--- START ---

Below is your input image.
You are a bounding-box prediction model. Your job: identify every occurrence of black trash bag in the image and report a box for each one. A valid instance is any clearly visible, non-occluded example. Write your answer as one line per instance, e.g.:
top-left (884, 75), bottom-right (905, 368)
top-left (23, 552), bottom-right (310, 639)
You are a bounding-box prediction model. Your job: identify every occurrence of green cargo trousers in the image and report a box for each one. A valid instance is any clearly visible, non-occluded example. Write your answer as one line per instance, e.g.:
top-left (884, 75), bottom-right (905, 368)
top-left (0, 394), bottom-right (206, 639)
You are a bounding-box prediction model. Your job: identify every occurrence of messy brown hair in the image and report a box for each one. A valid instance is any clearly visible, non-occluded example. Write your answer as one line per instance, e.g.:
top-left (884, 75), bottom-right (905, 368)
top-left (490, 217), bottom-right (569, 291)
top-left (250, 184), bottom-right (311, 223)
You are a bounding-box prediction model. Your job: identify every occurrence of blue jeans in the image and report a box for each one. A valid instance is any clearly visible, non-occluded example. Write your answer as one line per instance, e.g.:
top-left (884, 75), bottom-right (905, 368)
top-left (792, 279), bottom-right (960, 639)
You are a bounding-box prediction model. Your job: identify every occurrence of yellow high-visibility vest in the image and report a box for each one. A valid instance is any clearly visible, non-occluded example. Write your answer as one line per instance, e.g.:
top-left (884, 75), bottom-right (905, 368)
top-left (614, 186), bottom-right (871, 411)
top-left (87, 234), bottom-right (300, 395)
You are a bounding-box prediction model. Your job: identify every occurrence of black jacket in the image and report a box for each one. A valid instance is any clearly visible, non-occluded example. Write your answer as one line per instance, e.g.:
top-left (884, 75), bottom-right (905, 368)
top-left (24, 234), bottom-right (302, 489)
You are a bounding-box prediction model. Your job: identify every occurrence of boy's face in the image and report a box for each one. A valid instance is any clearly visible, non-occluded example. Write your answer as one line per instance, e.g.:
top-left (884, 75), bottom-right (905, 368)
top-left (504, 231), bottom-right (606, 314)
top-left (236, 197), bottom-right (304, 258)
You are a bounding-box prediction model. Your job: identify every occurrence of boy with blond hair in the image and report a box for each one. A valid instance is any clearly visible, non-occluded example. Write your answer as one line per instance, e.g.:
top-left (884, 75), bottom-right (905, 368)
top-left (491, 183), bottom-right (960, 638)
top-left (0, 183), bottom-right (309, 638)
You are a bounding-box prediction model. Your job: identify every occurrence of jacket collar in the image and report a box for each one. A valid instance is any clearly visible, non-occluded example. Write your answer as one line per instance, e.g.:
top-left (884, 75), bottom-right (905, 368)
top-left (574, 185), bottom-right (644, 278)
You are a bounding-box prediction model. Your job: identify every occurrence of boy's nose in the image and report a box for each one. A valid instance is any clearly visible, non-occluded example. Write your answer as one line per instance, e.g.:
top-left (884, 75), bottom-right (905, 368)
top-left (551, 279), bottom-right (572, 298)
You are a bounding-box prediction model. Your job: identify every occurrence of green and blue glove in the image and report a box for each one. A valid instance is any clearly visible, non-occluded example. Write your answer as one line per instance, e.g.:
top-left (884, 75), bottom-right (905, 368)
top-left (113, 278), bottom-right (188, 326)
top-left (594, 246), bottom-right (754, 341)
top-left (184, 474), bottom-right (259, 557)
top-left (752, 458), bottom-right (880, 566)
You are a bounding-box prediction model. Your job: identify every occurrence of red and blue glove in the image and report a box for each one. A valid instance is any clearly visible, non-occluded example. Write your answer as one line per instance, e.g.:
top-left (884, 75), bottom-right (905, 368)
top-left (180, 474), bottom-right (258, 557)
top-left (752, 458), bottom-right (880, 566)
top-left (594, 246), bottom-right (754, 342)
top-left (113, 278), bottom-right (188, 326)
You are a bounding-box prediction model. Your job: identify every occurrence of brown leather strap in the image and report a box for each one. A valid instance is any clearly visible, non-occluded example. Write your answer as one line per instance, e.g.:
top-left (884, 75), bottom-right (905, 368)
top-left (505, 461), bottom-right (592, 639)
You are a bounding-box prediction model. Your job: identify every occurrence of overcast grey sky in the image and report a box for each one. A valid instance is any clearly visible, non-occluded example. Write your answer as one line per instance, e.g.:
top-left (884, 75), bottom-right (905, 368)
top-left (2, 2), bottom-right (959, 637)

--- END ---

> [WORK REQUEST]
Output exactly the leading lines of the data, up to and including the line marked by "of green cargo".

> [EXPECTED ANSWER]
Below is your input image.
You are a bounding-box prediction model. Your job: identify every occurrence of black trash bag in the image and report a box for each one. A valid instance is any clearly visible, non-occluded example. Write your answer as one line per instance, e.g.:
top-left (884, 75), bottom-right (905, 368)
top-left (23, 552), bottom-right (310, 639)
You are a bounding-box prediction model. Your job: identify every occurrence of green cargo trousers in the image and report a box for each one. A valid instance is any clearly visible, non-occluded example. Write your answer as one line per instance, e.g.:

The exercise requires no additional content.